Would you please restate every record exactly as written?
"""
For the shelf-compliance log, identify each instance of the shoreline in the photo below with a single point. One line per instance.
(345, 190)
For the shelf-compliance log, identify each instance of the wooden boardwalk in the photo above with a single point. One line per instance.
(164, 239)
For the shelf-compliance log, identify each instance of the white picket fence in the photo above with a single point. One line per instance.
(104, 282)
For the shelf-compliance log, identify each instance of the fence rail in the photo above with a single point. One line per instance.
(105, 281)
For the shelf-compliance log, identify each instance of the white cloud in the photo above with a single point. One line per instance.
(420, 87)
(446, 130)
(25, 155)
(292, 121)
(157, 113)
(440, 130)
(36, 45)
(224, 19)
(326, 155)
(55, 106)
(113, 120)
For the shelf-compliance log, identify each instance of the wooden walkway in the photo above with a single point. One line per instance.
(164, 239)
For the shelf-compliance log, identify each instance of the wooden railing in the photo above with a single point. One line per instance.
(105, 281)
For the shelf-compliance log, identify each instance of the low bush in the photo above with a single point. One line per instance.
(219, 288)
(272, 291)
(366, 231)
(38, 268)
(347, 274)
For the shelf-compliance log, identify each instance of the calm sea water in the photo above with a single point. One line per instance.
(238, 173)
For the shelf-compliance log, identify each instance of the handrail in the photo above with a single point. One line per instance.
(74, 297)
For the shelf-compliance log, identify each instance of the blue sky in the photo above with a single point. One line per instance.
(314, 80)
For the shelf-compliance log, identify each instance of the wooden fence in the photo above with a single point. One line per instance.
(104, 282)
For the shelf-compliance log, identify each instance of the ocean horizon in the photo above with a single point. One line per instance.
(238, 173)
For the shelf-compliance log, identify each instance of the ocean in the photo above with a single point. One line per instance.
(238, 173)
"""
### Written answer
For the shelf-compliance log, identify each instance of the shoreline in the photo below with a single point. One line per instance.
(345, 190)
For the shelf-compliance log, identify each instance of the wooden boardwalk in the photo above with a single point. One line per instance.
(164, 239)
For the shelf-compliance log, identify each instance of the white picket fence in the photo above with a single point. One line per instance.
(104, 282)
For the shelf-compliance log, identify each instance of the fence rail in the photo above with a single point. One line per instance.
(105, 281)
For the shelf-compliance log, identify each instance of the white cloud in the photo above with a single point. One line per instance.
(420, 87)
(446, 130)
(25, 155)
(292, 121)
(157, 113)
(440, 130)
(36, 45)
(224, 19)
(326, 155)
(55, 106)
(113, 120)
For the shelf-compliance log, identify each instance of the wooden walkway in the photo above with a single point. One line per instance.
(164, 239)
For the shelf-compliance log, identify each instance of the wooden railing in the photo above with a single point. One line per instance.
(105, 281)
For the shelf-compliance log, identify each instance of the low bush in the photo above with a single point. One line per instance.
(219, 288)
(272, 291)
(366, 231)
(38, 268)
(347, 274)
For the shelf-compliance log, identify each instance of the calm sea water in the photo above with a single point. One line per instance.
(238, 173)
For the shelf-compliance log, identify each instance of the handrail in the photo above with a single point. One line per instance.
(74, 297)
For the shelf-compliance log, identify each instance of the blue sky in the photo above with a single point. One line per instance.
(314, 80)
For the shelf-compliance log, identify each instance of the wooden fence in the photo above with a single point. One line per instance.
(104, 282)
For the shelf-compliance log, identify each instance of the ocean horizon in the photo above with a single point. One line per instance.
(238, 173)
For the shelf-compliance log, identify each instance of the ocean in the photo above with a single point. One line per instance.
(238, 173)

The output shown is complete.